Data for processing -
*** Block opens ***

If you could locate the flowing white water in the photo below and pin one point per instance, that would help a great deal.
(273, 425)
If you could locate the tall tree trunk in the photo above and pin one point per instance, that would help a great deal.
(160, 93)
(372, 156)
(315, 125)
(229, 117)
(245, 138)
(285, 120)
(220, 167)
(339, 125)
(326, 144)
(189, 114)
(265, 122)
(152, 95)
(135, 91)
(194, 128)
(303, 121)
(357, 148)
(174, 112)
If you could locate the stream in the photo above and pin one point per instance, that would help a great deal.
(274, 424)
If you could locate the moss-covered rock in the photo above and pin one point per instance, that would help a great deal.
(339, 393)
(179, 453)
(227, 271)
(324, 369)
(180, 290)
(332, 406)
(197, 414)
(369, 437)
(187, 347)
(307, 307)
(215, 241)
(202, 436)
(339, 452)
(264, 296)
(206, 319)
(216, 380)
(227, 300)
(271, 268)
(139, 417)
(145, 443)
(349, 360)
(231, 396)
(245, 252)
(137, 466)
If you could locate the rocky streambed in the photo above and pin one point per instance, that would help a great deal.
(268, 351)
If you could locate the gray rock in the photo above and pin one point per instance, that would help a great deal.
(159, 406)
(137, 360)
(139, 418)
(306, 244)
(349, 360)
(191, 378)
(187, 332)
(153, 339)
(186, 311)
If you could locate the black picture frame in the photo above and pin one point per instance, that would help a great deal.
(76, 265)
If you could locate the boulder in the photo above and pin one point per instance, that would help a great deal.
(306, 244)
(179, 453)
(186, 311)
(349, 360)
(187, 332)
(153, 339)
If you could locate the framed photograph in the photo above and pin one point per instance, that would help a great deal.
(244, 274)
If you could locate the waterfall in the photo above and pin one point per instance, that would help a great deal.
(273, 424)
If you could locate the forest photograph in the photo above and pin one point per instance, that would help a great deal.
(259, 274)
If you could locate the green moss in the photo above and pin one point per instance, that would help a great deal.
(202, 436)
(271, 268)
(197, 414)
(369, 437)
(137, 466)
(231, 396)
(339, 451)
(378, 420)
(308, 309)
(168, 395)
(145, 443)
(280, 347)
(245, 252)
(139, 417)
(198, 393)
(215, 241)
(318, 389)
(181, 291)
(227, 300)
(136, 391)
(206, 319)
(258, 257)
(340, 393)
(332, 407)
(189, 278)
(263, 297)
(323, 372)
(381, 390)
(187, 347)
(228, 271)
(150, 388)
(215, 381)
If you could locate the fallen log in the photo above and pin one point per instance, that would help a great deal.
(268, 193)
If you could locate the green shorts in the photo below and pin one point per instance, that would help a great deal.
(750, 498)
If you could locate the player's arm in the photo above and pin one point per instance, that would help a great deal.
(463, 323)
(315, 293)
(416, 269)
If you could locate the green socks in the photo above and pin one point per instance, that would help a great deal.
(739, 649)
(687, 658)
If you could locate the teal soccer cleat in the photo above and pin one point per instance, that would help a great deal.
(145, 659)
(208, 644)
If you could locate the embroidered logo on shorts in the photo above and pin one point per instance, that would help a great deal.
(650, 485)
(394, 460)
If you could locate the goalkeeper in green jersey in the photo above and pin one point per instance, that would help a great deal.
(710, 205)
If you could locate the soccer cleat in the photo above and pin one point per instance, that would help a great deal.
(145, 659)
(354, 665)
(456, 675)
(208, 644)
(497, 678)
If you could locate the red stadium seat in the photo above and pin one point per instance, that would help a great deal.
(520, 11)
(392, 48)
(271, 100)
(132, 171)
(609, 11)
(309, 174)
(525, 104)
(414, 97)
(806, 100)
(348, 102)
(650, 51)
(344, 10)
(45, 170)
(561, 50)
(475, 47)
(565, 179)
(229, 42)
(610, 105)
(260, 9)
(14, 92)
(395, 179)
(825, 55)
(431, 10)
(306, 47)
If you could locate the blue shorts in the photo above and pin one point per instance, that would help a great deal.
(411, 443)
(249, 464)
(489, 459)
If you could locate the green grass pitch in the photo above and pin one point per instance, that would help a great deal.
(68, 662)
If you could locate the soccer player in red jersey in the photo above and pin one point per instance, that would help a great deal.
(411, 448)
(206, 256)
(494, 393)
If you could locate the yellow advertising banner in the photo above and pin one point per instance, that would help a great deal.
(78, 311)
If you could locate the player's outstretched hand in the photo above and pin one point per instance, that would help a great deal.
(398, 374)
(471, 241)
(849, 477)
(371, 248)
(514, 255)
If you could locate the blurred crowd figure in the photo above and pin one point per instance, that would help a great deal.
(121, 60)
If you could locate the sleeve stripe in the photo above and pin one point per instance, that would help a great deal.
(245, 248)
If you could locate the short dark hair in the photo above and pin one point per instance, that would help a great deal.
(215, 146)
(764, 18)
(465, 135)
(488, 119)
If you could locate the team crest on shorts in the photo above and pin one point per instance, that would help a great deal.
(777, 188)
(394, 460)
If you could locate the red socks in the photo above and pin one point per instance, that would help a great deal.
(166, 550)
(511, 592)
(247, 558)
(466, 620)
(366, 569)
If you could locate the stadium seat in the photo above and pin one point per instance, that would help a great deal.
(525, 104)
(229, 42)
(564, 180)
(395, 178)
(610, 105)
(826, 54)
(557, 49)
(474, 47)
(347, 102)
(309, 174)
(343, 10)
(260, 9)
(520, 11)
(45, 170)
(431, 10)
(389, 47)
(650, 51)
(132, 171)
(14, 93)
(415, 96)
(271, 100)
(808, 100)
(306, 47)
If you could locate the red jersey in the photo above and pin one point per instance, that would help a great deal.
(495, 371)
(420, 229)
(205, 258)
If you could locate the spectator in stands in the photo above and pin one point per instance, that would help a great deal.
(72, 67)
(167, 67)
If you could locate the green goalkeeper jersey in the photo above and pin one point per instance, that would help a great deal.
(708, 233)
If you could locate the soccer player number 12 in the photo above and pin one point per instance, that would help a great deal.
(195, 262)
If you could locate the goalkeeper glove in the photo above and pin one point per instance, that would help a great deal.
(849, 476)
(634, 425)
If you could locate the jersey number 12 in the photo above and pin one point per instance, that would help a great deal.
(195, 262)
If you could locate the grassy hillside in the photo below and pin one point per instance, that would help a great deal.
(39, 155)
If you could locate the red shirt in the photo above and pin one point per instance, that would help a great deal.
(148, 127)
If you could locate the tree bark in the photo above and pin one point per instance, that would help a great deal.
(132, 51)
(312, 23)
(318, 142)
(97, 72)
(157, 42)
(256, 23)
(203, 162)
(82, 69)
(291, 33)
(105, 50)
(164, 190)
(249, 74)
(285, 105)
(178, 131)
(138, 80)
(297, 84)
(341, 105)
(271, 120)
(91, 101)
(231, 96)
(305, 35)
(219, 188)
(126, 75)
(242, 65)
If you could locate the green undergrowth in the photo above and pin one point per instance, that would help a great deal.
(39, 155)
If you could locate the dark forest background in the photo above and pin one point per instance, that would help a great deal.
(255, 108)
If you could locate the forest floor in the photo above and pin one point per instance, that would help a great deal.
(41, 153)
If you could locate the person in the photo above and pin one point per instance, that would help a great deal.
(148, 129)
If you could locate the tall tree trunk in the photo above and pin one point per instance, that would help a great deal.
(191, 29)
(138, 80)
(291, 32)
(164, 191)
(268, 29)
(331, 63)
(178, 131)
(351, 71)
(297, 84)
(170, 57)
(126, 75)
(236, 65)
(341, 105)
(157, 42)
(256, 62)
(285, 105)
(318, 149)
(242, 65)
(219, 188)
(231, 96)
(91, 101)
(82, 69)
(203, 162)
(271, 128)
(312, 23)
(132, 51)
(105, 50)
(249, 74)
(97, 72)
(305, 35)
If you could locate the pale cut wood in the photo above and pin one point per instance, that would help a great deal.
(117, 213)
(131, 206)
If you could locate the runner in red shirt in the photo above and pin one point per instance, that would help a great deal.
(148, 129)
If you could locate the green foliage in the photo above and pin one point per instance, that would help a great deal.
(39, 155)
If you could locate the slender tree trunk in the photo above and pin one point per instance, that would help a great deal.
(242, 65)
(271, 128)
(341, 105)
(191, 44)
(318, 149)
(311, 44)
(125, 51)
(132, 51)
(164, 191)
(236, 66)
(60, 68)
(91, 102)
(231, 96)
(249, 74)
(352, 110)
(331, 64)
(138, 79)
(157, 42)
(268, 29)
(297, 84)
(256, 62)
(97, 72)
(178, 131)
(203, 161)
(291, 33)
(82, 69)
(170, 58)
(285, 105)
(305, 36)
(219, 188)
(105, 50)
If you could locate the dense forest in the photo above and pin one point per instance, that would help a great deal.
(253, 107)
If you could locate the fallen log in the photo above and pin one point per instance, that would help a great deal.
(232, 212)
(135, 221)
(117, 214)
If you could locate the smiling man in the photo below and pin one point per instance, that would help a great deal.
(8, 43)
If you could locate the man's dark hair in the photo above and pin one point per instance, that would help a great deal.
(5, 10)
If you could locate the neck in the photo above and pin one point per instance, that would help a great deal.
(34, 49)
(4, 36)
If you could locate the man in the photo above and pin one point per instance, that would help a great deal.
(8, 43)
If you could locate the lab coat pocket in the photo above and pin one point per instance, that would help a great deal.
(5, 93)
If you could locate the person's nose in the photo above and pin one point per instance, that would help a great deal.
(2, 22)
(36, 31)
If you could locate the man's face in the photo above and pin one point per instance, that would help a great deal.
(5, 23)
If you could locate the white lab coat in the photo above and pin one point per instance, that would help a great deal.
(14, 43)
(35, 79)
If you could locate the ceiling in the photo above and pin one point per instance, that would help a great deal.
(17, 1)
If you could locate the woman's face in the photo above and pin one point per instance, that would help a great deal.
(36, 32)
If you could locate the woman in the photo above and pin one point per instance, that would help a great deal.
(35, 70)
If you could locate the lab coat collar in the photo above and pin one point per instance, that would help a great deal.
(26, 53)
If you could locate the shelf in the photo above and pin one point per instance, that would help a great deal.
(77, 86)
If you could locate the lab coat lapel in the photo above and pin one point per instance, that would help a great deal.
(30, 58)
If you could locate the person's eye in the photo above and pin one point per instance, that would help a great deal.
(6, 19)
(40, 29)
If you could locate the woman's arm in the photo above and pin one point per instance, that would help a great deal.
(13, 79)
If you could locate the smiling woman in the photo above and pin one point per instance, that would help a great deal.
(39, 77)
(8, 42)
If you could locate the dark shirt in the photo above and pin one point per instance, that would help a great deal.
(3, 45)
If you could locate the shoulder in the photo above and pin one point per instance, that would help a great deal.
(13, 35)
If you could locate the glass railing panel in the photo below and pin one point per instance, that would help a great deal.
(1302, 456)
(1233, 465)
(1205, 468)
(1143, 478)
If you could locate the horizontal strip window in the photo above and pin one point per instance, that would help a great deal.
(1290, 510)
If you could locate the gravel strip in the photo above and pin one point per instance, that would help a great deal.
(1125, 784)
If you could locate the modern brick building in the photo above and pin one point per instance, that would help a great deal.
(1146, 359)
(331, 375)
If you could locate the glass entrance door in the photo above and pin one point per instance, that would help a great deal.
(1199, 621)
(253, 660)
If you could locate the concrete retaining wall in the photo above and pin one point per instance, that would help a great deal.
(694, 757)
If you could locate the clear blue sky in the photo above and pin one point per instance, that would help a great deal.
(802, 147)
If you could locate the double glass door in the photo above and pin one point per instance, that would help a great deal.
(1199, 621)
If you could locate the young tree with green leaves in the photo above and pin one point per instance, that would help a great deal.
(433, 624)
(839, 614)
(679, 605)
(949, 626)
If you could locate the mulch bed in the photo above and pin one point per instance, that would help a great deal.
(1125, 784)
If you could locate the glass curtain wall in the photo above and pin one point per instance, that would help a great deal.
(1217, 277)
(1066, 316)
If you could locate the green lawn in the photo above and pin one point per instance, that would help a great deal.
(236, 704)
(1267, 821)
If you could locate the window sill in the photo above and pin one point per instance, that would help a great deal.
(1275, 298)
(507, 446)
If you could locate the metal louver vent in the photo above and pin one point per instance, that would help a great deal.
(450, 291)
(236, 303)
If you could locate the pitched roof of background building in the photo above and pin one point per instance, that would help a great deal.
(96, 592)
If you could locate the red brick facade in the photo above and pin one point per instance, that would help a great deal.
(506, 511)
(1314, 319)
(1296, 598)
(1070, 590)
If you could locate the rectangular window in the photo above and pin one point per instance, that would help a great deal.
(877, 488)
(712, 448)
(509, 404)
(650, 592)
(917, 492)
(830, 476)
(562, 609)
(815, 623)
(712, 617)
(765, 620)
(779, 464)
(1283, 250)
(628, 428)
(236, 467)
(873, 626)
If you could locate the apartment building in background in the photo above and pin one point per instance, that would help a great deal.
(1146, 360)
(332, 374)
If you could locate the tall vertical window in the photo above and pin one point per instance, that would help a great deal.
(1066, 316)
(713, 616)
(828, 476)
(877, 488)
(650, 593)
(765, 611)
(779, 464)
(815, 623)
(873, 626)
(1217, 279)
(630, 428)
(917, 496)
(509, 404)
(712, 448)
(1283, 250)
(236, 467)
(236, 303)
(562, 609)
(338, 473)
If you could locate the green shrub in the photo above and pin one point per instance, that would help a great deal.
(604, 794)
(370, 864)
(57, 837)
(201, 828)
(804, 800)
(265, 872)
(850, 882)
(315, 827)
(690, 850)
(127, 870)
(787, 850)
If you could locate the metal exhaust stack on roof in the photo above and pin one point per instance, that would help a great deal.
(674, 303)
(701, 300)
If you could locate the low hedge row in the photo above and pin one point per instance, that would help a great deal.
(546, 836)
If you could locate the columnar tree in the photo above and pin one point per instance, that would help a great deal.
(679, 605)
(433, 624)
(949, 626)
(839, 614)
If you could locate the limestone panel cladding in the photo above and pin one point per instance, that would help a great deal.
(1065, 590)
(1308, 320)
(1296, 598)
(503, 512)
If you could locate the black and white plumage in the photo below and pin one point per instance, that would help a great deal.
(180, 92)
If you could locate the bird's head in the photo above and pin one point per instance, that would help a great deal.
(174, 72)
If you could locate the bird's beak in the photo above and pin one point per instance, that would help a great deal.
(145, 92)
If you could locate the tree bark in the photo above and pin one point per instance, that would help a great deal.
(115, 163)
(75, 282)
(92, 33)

*** Block closes ***

About this exercise - Where the records above contain a line with "If you could locate the bird's beak", repeat that line and each later line through the end, exactly, and nothing more.

Answer -
If you could locate the bird's beak in the photo above and pin one point per instance, that would help a great deal.
(145, 92)
If you could locate the tree bark in the photo above and pin one point per instance, that would help a great deal.
(115, 163)
(75, 282)
(92, 33)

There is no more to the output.